EXERCISE INSTRUCTIONS
Retype the listing that follows, word for word.

(Object location annotation data)
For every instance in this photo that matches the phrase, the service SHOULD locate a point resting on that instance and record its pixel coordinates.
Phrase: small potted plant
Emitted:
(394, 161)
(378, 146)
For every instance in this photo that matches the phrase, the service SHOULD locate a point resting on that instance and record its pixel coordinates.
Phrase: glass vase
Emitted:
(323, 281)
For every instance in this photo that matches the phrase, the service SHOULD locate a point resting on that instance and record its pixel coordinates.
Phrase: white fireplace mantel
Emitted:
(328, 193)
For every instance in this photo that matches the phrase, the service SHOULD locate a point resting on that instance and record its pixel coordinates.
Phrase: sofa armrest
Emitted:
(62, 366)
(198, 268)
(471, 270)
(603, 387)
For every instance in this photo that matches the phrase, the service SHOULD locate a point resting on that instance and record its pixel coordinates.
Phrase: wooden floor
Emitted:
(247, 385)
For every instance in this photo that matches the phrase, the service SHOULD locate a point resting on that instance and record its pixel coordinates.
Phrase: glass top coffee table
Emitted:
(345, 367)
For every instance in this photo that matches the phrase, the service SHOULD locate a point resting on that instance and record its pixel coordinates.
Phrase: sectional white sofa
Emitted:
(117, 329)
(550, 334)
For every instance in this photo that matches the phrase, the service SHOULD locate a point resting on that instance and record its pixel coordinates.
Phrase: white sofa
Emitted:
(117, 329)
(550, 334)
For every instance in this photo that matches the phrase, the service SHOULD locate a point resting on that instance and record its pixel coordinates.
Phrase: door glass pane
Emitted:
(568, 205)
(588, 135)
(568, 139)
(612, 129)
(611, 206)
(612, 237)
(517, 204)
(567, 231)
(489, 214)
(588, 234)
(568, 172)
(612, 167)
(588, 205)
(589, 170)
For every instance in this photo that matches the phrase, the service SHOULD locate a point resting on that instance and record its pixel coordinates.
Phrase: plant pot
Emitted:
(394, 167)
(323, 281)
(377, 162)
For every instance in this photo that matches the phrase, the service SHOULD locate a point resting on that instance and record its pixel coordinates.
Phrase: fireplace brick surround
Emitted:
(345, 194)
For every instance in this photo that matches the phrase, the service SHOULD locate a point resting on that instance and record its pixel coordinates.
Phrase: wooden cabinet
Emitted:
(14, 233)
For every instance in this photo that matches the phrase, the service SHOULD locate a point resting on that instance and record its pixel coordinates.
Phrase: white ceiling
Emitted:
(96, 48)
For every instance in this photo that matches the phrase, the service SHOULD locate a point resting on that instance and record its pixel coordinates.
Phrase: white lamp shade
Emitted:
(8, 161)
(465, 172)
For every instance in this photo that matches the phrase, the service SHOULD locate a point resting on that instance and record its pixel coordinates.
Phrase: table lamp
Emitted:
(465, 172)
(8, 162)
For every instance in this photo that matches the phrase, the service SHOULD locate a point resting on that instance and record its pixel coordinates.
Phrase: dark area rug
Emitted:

THE RESULT
For every instance in this photo that matches the phrase, the service SHOULD locate a point resting on that instance and record its pixel coordinates.
Phrase: small potted plant
Emitted:
(394, 161)
(378, 146)
For every instance in this photo that matches the phrase, the service SHOULD locate a point resting on that instance and record its pixel coordinates.
Phrase: glass vase
Emitted:
(323, 281)
For every instance in this photo that matches the phrase, the service SHOULD locate a point resting on that instance and record its pixel coordinates.
Phrase: white fireplace mantel
Emitted:
(328, 193)
For every instance in this photo that matches the phrase, the service SHOULD locate a point resting on that instance and record its pixel coordinates.
Phrase: sofa armrest
Emitted:
(62, 366)
(198, 268)
(471, 270)
(603, 387)
For every instance in this photo that matches the phrase, the service SHOULD locate a point resting on that instance and record its pixel coordinates.
Phrase: wooden floor
Emitted:
(247, 385)
For every instance in this photo that matches the phrase, the service SHOULD locate a point resting on that instance and record its pixel coordinates.
Phrase: glass top coffee table
Emitted:
(345, 367)
For every instance in this photo that matches the phrase, the service SHOULD locate a point resting on that instance and record its pixel coordinates.
Phrase: sectional white sofa
Emitted:
(117, 329)
(550, 334)
For every instance in this photo that matches the phrase, the service SHOULD locate a point resting on that instance and record its pixel coordinates.
Phrase: white sofa
Emitted:
(117, 329)
(550, 334)
For every instance in this photo that matches the phrase, the service SHOULD locate a point resting on that instance and record its pixel coordinates.
Phrase: door glass pane
Emitted:
(568, 205)
(588, 135)
(568, 139)
(612, 129)
(611, 206)
(612, 237)
(517, 204)
(567, 231)
(489, 214)
(588, 234)
(568, 172)
(612, 167)
(588, 205)
(589, 170)
For every instance in this photo that matches the phrase, the service SHOULD locate a point resting on that instance and record its pixel coordinates.
Phrase: plant pot
Emitted:
(394, 167)
(323, 281)
(377, 162)
For every instance in this photo that matches the phrase, the service SHOULD locate a point resting on that instance and record its pixel coordinates.
Phrase: fireplace brick surround
Emitted:
(345, 194)
For every instance in this photo that matches the phrase, the service SHOULD locate a point resting on that instance and record its pixel coordinates.
Phrase: wooden cabinet
Emitted:
(14, 233)
For every instance in this photo that matches the phrase, the service SHOULD locate a point resting on that instance and record its pixel coordinates.
Phrase: white ceiling
Emitted:
(96, 48)
For every instance in this photo that matches the phrase, the service SHOULD locate a point resting on that instance and record its pixel coordinates.
Phrase: white lamp shade
Emitted:
(8, 161)
(465, 172)
For every instance in this photo that matches the phrase, the service SHOULD locate a point resting on that instance and record its pixel coordinates.
Phrase: table lamp
Emitted:
(465, 172)
(8, 162)
For every instance in this photo that matches the phrase, the service SHOULD locate a point resting on that instance and record its pixel coordinates.
Phrase: dark area rug
Emitted:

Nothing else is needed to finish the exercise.